- [RECORD EXCERPTS]:
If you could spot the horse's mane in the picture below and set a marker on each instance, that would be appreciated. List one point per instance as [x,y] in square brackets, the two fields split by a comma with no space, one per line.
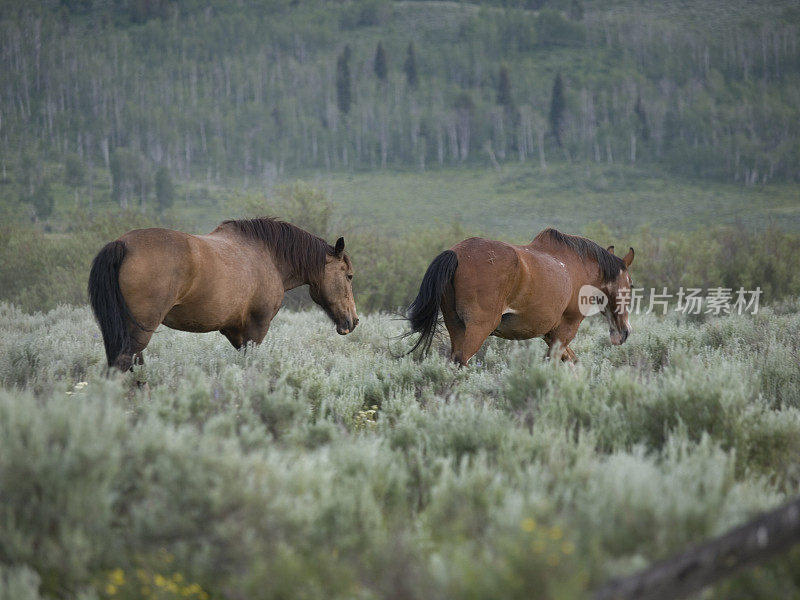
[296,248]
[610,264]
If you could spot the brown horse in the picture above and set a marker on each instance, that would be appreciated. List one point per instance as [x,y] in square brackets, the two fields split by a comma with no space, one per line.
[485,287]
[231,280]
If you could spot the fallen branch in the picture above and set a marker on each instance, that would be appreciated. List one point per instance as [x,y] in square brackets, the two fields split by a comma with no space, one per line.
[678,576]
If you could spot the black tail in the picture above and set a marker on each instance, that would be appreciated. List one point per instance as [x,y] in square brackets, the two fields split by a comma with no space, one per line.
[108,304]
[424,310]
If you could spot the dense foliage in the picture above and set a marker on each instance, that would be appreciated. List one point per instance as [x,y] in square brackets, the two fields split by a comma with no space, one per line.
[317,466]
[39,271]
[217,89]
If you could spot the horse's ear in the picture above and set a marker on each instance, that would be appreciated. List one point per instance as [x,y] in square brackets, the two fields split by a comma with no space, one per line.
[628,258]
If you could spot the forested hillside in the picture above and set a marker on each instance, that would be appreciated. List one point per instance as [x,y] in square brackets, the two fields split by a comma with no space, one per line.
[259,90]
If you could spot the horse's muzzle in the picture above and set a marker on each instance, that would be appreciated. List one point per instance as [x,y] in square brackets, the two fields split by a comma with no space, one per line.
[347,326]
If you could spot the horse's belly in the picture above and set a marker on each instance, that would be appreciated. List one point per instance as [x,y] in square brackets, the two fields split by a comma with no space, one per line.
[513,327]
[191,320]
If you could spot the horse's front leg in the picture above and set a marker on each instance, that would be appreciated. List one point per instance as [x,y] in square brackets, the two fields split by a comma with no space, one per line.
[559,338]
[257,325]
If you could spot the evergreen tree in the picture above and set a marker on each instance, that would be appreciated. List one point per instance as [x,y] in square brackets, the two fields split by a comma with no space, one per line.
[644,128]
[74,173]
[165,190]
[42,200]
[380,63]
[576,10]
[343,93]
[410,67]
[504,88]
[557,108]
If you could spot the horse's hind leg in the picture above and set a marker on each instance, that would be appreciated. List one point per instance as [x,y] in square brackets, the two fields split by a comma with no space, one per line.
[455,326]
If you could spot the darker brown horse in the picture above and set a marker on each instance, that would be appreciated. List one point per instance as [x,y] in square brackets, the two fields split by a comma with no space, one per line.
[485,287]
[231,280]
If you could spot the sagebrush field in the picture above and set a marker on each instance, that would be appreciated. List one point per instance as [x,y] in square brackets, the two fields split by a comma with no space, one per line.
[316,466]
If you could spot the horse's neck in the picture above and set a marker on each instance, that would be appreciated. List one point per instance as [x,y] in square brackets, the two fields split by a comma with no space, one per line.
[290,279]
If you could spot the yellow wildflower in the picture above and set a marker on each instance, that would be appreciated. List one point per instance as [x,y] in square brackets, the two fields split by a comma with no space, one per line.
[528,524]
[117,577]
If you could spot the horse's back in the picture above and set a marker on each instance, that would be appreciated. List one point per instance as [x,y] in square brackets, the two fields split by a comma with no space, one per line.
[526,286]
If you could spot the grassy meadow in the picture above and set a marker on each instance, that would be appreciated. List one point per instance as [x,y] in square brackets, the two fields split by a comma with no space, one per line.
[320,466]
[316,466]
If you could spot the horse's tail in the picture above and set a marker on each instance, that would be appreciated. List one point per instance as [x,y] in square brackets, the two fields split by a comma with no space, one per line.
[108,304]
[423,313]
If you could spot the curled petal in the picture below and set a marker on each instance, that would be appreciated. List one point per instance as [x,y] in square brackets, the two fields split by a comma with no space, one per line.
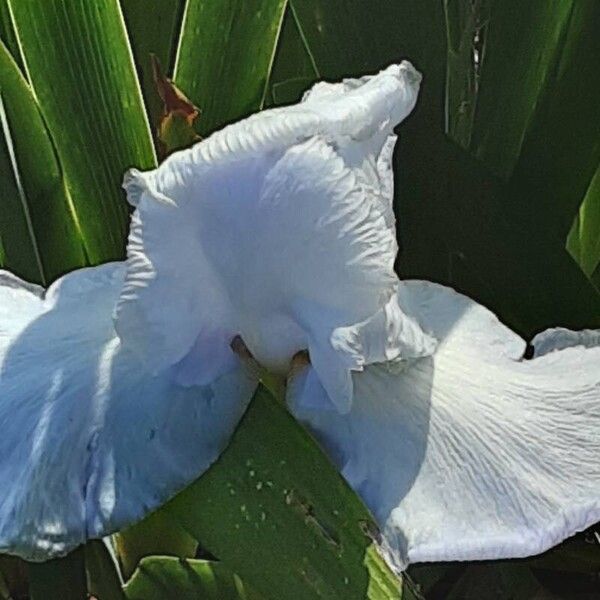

- [PROBLEM TO SOLVE]: Copy nothing outside the span: please output the lines from the one with "If you could spot the horse's hind" through the end of the entries above, and skip the pictures.

- [ANSWER TO THE EXERCISE]:
If you could spot the horse's hind leg in the picture above and set a marker on each instance, that would be appreciated. List one point per instance as [x,y] in square brackets, the two fields split by a comma with no space, one per line.
[455,326]
If you could spot the darker brown horse in the picture above and set a marker on each instance, that would be appreciated. List one point per instance as [x,y] in square brackets, the two fields split by a comma with no space, one per line.
[485,287]
[231,280]
If you could spot the sagebrush field in the picture above and set a marker on each instance, that would be appreciated. List one point per instance as [x,y] in square brackets, the two fields split by a comma with no space, one per line.
[316,466]
If you could spot the horse's neck in the picture above and set a marker on each instance, that would be appreciated. List one point per instance as [x,y] in square brackets, the two fields split by a comma with no space, one per line.
[290,279]
If you could spot the yellow wildflower in the picture above and set a marker on each instance, that would be appreciated. List one point per instance as [x,y] in square brackets, the two fields split by a comma with no space, one per line.
[528,524]
[117,577]
If you could spot the horse's back in the picture above and set a marker on each instance, that would be appreciated. List one point per instance as [x,y] in square brackets, the two fields split by a comma with no space, one per line.
[526,286]
If you could spot the grassy meadow in the picture above and set a marker on each instance, that would be appreciated. List one point per instance as [x,y] in square brackets, the two fields split by a comma with no space, one per line.
[320,466]
[316,466]
If you could spot the horse's tail in the picture above and set a marker on each instance, that would be appreciated. List one point per instance as [x,y] in square brackets, the two fields split by a comma with no space, one per line.
[108,304]
[423,313]
If you could spot the curled petal in the picture below and set a marker on each instance, that would be appreciated. List one point per instance as [x,y] in square brackets, the two fields split by a comma with no space, one per line.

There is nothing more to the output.